- [TEXTE SOURCE]
En réalité, derrière un prétendu choix technique, l’option du contrôle continu relève de positions politiques beaucoup plus profondes. Si la crise actuelle donne l’occasion au ministre de réaliser un test grandeur nature d’un tel dispositif, le projet de contrôle continu est un souhait du ministre depuis longtemps, concrétisé par la nouvelle formule du baccalauréat. Quels sont alors les enjeux politiques de ce chamboulement des modes de passation des épreuves? 

Destruction du caractère national du diplôme et inégalités de traitement

Pour répondre à cette question, il faut tout d’abord observer les impératifs auxquels répond la passation d’un diplôme national via des épreuves terminales identiques pour toutes et tous. 

Un premier élément a été rappelé à de nombreuses reprises par les enseignants et élèves durant les mobilisations contre la réforme du baccalauréat : les épreuves terminales garantissent un cadre commun d’obtention du diplôme. En effet, quel que soit l’établissement fréquenté par un élève, sa situation géographique et son prétendu « niveau », les épreuves demeurent identiques. Il s’agit d’un gage important, bien que non suffisant, d’égalité de traitement entre les élèves, puisque cela permet de « lisser » les effets liés à l’origine sociale des élèves. Avec un contrôle terminal complet, une mention obtenue par un élève issu d’un lycée de quartier populaire aura la même valeur que la même mention obtenue par un élève étudiant dans un établissement de centre-ville, puisque ces deux élèves auront planché sur le même sujet, répondant aux mêmes attentes.

- [DONNÉES FOURNIES]
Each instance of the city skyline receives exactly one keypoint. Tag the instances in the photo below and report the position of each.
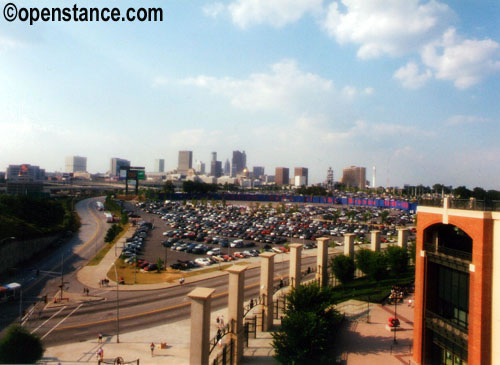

- [EXERCICES À TRAITER]
1. Mettez à jour le passage du texte sur la réforme du baccalauréat, soit tout ce qui va de « En réalité, derrière » jusqu'à « toutes et tous. », en remplaçant « ministre » par « gouvernement ».
2. Donnez la suite du texte sur la réforme du baccalauréat, à partir du point où il s'interrompt.

- [TÂCHES RÉSOLUES]
1.
En réalité, derrière un prétendu choix technique, l’option du contrôle continu relève de positions politiques beaucoup plus profondes. Si la crise actuelle donne l’occasion au gouvernement de réaliser un test grandeur nature d’un tel dispositif, le projet de contrôle continu est un souhait du gouvernement depuis longtemps, concrétisé par la nouvelle formule du baccalauréat. Quels sont alors les enjeux politiques de ce chamboulement des modes de passation des épreuves? 

Destruction du caractère national du diplôme et inégalités de traitement

Pour répondre à cette question, il faut tout d’abord observer les impératifs auxquels répond la passation d’un diplôme national via des épreuves terminales identiques pour toutes et tous.

2.
Bien que cela ne vienne pas gommer des inégalités beaucoup plus profondes entre les élèves, force est de constater qu’un tel dispositif est lui seul à même d’assurer un traitement relativement égal des élèves « en bout de chaîne ». 

En effet, lorsque chaque établissement évalue les élèves sur des sujets locaux, en fonction du « niveau » supposé des élèves, comment s’assurer d’une égalité de traitement de ces derniers? Que reste-t-il alors du caractère national du diplôme? 

Dans ces conditions, il est impossible d’assurer une égalité dans la valeur des diplômes remis. Il est plus que probable qu’un bac obtenu dans un établissement réputé comme ayant un « bon niveau » soit perçu comme ayant plus de valeur que dans un lycée classé « Réseau d’éducation prioritaire ». Chaque baccalauréat obtenu risque alors fortement de porter les stigmates de son lycée d’origine. En effet, l’introduction du contrôle continu va alors impliquer une suppression d’un étalon commun qui permettait d’évaluer les élèves à partir d’une base commune. 

En introduisant le contrôle continu pour le baccalauréat, Jean-Michel Blanquer risque donc d’aggraver les inégalités sociales reproduites par l’école, dans un pays déjà très mauvais élèves en matière d’inégalités scolaires. Combiné à la montée en puissance d’un marché de l’éducation, porté par l’idéologie libérale du libre choix du lycée par les parents, c’est une école à deux vitesses qui se dessine, avec des « bacs maisons » dont la valeur dépendra, en toute logique, de l’offre et de la demande sur un établissement.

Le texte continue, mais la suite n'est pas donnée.